## Exercise details
Copy the rows word for word from the very first line through the line that contains "[[22, 102]]", including that line, and leave the pictures out of your answer.

# START OF Stored rows

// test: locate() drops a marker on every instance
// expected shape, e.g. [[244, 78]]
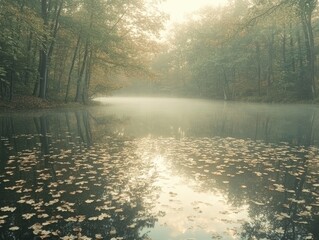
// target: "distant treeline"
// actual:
[[247, 49], [70, 49]]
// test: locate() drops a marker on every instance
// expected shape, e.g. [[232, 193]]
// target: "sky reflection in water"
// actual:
[[161, 169]]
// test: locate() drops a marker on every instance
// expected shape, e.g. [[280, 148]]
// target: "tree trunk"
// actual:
[[71, 69], [258, 68], [306, 10], [82, 76]]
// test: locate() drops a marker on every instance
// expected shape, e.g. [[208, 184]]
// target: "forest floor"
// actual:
[[22, 102]]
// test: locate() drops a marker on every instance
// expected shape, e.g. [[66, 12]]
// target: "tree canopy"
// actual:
[[71, 48], [262, 50]]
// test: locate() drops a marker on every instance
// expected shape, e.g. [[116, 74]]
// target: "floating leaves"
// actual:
[[8, 209], [81, 187]]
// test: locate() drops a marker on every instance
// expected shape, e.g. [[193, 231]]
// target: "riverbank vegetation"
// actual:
[[73, 50], [247, 50]]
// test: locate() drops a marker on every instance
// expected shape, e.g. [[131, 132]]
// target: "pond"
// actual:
[[161, 168]]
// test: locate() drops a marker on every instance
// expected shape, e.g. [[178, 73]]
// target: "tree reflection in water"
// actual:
[[79, 174], [57, 183], [278, 182]]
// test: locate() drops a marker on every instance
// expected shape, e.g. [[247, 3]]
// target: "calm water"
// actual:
[[143, 168]]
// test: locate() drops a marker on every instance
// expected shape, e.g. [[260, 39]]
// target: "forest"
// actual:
[[74, 50]]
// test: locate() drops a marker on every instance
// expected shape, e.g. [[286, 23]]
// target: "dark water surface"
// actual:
[[143, 168]]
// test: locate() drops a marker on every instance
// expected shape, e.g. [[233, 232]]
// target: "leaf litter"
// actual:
[[105, 182]]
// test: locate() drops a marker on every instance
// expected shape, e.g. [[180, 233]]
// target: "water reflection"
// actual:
[[133, 170]]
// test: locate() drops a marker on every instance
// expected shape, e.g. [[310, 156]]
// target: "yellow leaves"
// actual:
[[14, 228], [28, 215], [8, 209]]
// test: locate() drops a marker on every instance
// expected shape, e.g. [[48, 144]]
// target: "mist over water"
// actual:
[[161, 168]]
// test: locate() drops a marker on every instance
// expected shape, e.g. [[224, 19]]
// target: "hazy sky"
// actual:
[[178, 8]]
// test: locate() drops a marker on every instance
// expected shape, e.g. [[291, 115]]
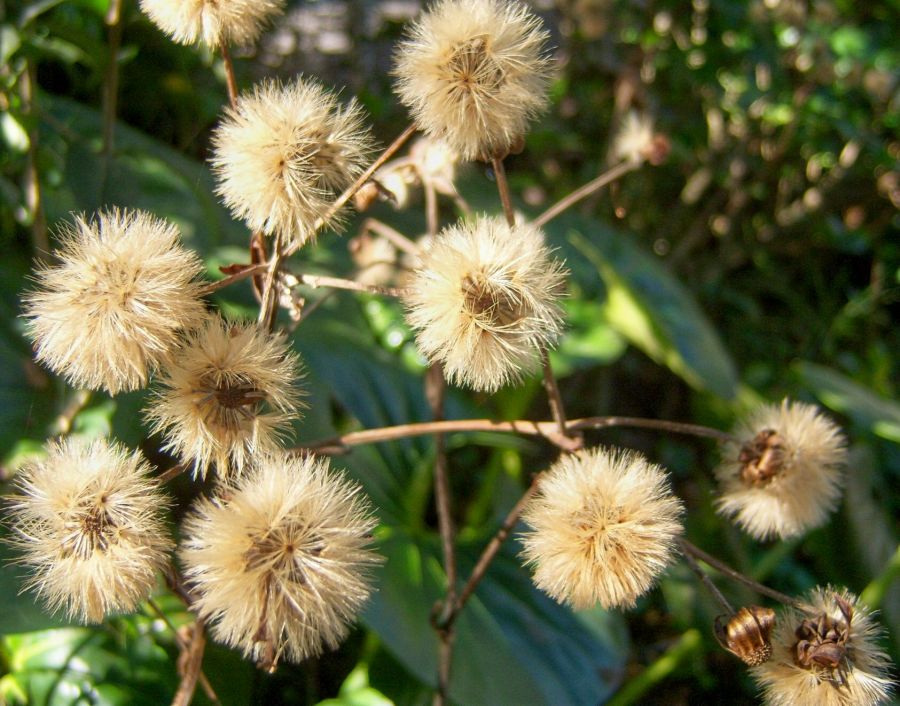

# END OF Stored rows

## Worked solution
// test: locate() drops a marker on every instance
// expected shape, e.g. [[244, 78]]
// target: "distant treeline"
// actual:
[[247, 49], [70, 49]]
// test: locate() drops a marker on every instance
// expected shape, e.g. [[232, 193]]
// target: "sky reflection in water"
// actual:
[[161, 169]]
// test: locate() drops a marker on every instance
// expected shape, e.g. [[280, 148]]
// target: "tree trunk"
// actual:
[[71, 69], [258, 68], [306, 10], [82, 76]]
// test: locate() drops a marker on every instance
// expected shape, e.g. [[208, 184]]
// target: "forest floor"
// actual:
[[22, 102]]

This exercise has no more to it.